BEGIN
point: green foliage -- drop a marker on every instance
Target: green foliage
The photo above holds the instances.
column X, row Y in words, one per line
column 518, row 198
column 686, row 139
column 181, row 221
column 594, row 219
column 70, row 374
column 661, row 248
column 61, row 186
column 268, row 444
END
TASK ITEM =
Return the listing in full, exactly.

SOLUTION FOR THIS EXERCISE =
point: green foliage -- drop a marker on every instance
Target: green foliage
The photo above holds the instances.
column X, row Y in words, one per line
column 518, row 198
column 686, row 139
column 181, row 221
column 594, row 219
column 70, row 374
column 661, row 248
column 61, row 186
column 268, row 444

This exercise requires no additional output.